INSTRUCTION: Rewrite all of the material below as a two-column CSV with the headers instruction and coordinates. Give one row for each instruction and the points that answer it, place each value in a single quoted field with line breaks replaced by spaces, and omit the pictures.

— begin —

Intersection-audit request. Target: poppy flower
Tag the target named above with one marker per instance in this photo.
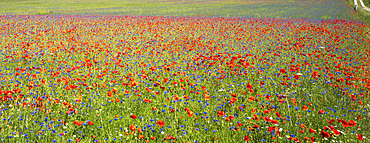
(283, 71)
(133, 116)
(246, 138)
(360, 137)
(160, 123)
(91, 123)
(133, 128)
(321, 111)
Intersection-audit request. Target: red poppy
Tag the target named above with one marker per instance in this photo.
(283, 71)
(360, 137)
(133, 128)
(325, 134)
(109, 94)
(91, 123)
(160, 123)
(321, 111)
(133, 116)
(246, 138)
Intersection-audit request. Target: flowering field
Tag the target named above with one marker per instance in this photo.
(197, 79)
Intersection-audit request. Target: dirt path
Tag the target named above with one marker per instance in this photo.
(363, 5)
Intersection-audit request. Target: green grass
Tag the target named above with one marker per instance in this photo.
(224, 8)
(361, 14)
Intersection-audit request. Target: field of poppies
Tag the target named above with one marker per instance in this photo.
(105, 78)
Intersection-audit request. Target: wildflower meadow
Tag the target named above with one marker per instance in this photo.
(165, 78)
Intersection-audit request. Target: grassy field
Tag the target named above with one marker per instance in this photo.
(225, 8)
(183, 71)
(361, 15)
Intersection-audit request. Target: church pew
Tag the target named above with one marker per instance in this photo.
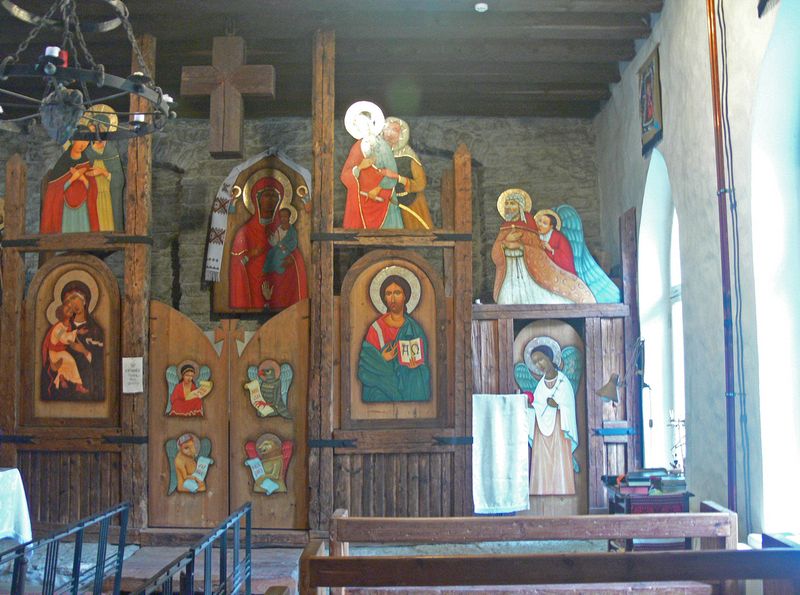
(716, 530)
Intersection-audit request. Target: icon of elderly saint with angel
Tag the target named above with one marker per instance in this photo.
(394, 362)
(550, 376)
(543, 258)
(370, 172)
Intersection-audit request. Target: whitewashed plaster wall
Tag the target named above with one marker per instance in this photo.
(688, 148)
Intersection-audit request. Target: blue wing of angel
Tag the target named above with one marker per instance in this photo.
(525, 380)
(204, 374)
(287, 374)
(603, 288)
(173, 378)
(171, 446)
(572, 362)
(205, 447)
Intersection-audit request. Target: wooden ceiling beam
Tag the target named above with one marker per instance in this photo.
(147, 7)
(423, 52)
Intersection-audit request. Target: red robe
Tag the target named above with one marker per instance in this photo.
(182, 407)
(562, 252)
(361, 212)
(245, 280)
(55, 196)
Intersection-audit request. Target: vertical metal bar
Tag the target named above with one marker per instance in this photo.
(123, 532)
(76, 561)
(207, 568)
(248, 546)
(189, 577)
(223, 557)
(20, 570)
(236, 545)
(722, 208)
(100, 560)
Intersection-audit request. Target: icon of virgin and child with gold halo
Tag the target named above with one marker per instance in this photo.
(543, 258)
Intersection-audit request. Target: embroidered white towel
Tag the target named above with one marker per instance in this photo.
(499, 453)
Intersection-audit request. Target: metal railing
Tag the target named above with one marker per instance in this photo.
(81, 579)
(183, 567)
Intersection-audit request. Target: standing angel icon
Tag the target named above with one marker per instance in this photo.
(551, 376)
(187, 385)
(268, 388)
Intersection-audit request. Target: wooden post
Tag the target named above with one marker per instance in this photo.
(227, 80)
(11, 320)
(462, 218)
(136, 301)
(320, 390)
(633, 389)
(338, 548)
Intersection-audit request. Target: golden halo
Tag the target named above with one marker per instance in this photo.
(411, 278)
(549, 212)
(360, 128)
(188, 362)
(75, 275)
(272, 364)
(288, 192)
(501, 200)
(292, 212)
(547, 342)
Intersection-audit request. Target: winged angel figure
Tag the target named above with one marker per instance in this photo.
(269, 388)
(550, 377)
(189, 459)
(543, 258)
(187, 385)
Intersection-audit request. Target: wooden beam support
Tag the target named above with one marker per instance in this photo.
(462, 283)
(535, 569)
(533, 312)
(471, 529)
(633, 389)
(11, 320)
(320, 390)
(136, 301)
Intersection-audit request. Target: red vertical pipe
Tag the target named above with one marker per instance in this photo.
(722, 205)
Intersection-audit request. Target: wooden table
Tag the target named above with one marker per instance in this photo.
(619, 503)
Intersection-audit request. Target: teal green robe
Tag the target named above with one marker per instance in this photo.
(387, 382)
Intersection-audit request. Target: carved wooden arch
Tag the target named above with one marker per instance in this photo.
(350, 392)
(35, 326)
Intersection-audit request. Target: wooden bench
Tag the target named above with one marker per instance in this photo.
(713, 530)
(180, 575)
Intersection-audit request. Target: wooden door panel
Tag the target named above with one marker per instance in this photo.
(284, 340)
(175, 339)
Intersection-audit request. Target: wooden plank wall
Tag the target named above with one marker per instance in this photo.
(395, 484)
(65, 486)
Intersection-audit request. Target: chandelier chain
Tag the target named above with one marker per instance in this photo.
(36, 29)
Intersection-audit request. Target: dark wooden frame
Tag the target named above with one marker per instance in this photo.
(65, 445)
(443, 396)
(31, 343)
(651, 138)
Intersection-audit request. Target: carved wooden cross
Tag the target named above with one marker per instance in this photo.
(227, 80)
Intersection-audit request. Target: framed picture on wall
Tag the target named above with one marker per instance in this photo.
(650, 103)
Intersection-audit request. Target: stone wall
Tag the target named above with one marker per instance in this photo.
(688, 149)
(553, 159)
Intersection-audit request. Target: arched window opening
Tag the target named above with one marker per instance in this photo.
(660, 318)
(776, 265)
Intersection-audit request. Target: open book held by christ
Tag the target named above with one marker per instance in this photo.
(410, 353)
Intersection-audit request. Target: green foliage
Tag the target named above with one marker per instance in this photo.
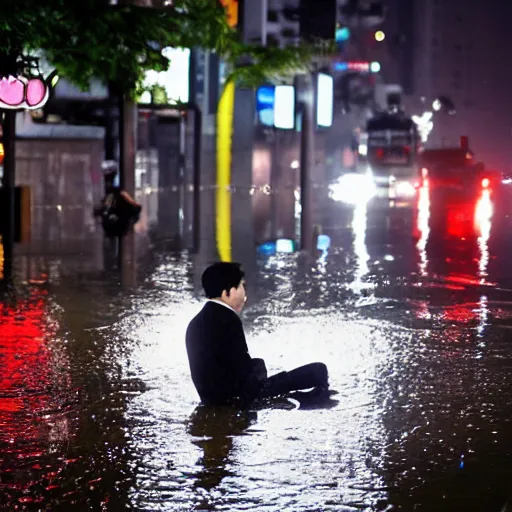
(89, 38)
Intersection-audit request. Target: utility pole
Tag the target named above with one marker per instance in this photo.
(8, 67)
(306, 93)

— end —

SOLUTION TO THE EXERCISE:
instruction,coordinates
"Intersection-audit request. Target: poppy flower Tag the target named above with one marker per instance in this photo.","(283, 71) (133, 116) (246, 138) (360, 137) (160, 123) (91, 123) (133, 128) (321, 111)"
"Intersection-audit request. Target: red poppy Tag the target named above with one marker per instance in this photo.","(283, 71) (360, 137) (133, 128) (325, 134) (109, 94) (91, 123) (160, 123) (321, 111) (133, 116) (246, 138)"
"Intersection-audit request. Target: flowering field Tag the target named above with one marker per instance in this photo.","(197, 79)"
"Intersection-audit request. Target: dirt path Tag the target named above with one marker per instance in this photo.","(363, 5)"
"Intersection-audit request. Target: green grass Tag the target named above with one marker per instance in this photo.","(224, 8) (361, 14)"
"Intersection-audit request. Target: field of poppies Tag the target named above with one marker per instance in this photo.","(105, 78)"
"Intersection-audit request. Target: wildflower meadow Tag the target named above with one marker per instance in this photo.","(165, 78)"
"Intersection-audit request. Target: grassy field Tag the target named above with one marker per instance in this photo.","(225, 8) (183, 71) (361, 15)"
"Intersection-audit request. Target: church pew Tag the target named above with one marker per instance in this photo.","(716, 530)"
"Intersection-audit request. Target: icon of elderly saint with angel Tag the target named above with one marker per instance in this photo.","(394, 362) (550, 376) (543, 258) (370, 172)"
"Intersection-audit request. Target: whitewashed plaster wall Tag the target named above with one marker per instance in this photo.","(688, 148)"
"Intersection-audit request. Target: blue wing of angel Tag the target named above with one marker per instance in this photo.","(525, 380) (204, 374) (287, 374) (603, 288) (173, 378) (171, 446) (572, 362) (205, 447)"
"Intersection-audit request. Target: wooden ceiling beam Tag the target named above with one marker per instance in this photo.","(147, 7) (423, 52)"
"Intersection-audit request. Target: red robe Tag the target named above with one marker per instance in this photo.","(182, 407) (562, 252) (361, 212) (245, 280) (55, 196)"
"Intersection-audit request. Target: vertical metal bar Tag the target named above with one marker per instance in this photo.","(123, 532) (76, 561) (207, 568) (248, 546) (189, 577) (223, 557) (20, 570) (236, 545) (722, 208) (100, 560)"
"Intersection-audit request. Target: icon of virgin and child with gold halo Tag the target named above with one marker per instance in this photo.","(543, 258)"
"Intersection-audit request. Target: embroidered white towel Tag the target named above with one marker per instance in this photo.","(499, 453)"
"Intersection-audit request. Target: metal railing Tag the target named above with one marker per instance in this photo.","(81, 579) (183, 567)"
"Intersection-audit request. Target: standing angel icon Tag the target named above with one marker per instance in this photo.","(551, 376) (187, 385) (268, 388)"
"Intersection-audit request. Target: wooden post Tag the target named above with one marker per instance in this photo.","(227, 80) (11, 320) (462, 218) (136, 301) (320, 390) (633, 389) (338, 548)"
"Intersection-audit request. Target: golden halo Tag the target named above with one marker per instance in this photo.","(411, 278) (549, 212) (360, 128) (188, 362) (75, 275) (272, 364) (288, 192) (501, 200) (292, 212) (547, 342)"
"Intersection-audit request. Target: winged angel figure Tag the target named above with one marker per instance in this photo.","(269, 388) (550, 377) (189, 459) (543, 258) (187, 385)"
"Intersection-audit request. Target: wooden beam support Tag the target named above with one marker per instance in this photo.","(462, 283) (535, 569) (533, 312) (471, 529) (633, 389) (11, 320) (320, 390) (136, 301)"
"Intersection-audit request. Target: red vertical pipe Tag the target named above with one marker per instance in this photo.","(722, 205)"
"Intersection-audit request. Target: wooden table Tag the target named above with one marker per instance in this photo.","(619, 503)"
"Intersection-audit request. Target: teal green robe Tag the target named above with one marker per instance in this photo.","(387, 382)"
"Intersection-audit request. Target: carved wooden arch Tag the target named above with one marker per instance in this photo.","(350, 392) (35, 326)"
"Intersection-audit request. Target: wooden bench Tag the target named above with one marker per instance in this photo.","(713, 530) (180, 575)"
"Intersection-audit request. Target: wooden door panel Tag the target named above with one marker per instance in this photo.","(284, 340) (175, 339)"
"Intersection-audit request. Target: wooden plank wall Tag the target named above with one marker per instance in this photo.","(395, 484) (65, 486)"
"Intersection-audit request. Target: chandelier chain Tag the target named above with one marker per instance in this photo.","(36, 29)"
"Intersection-audit request. Target: dark wooden frame Tag the target named above with one marker per instance in this photo.","(65, 445) (443, 396) (31, 343) (651, 138)"
"Intersection-audit request. Target: carved wooden cross Tag the target named above with one marker per instance in this photo.","(227, 80)"
"Intersection-audit request. Target: framed picture on wall Tag the target named above with one marker per instance in this photo.","(650, 103)"
"Intersection-audit request. Target: stone wall Tag the target named above with one marker per instance in this photo.","(688, 149) (553, 159)"
"Intersection-audit request. Target: arched window opening Tag the target named above with one marker per instance in this photo.","(660, 318) (776, 265)"
"Intersection-audit request. Target: open book held by christ Tag the target named above with one marker per instance in this photo.","(410, 353)"
"Intersection-audit request. Target: green foliage Tag the target named above with one marker per instance in this photo.","(89, 38)"
"Intersection-audit request. Target: utility pole Tag the target named above with one marker per instance in this photo.","(8, 67) (306, 93)"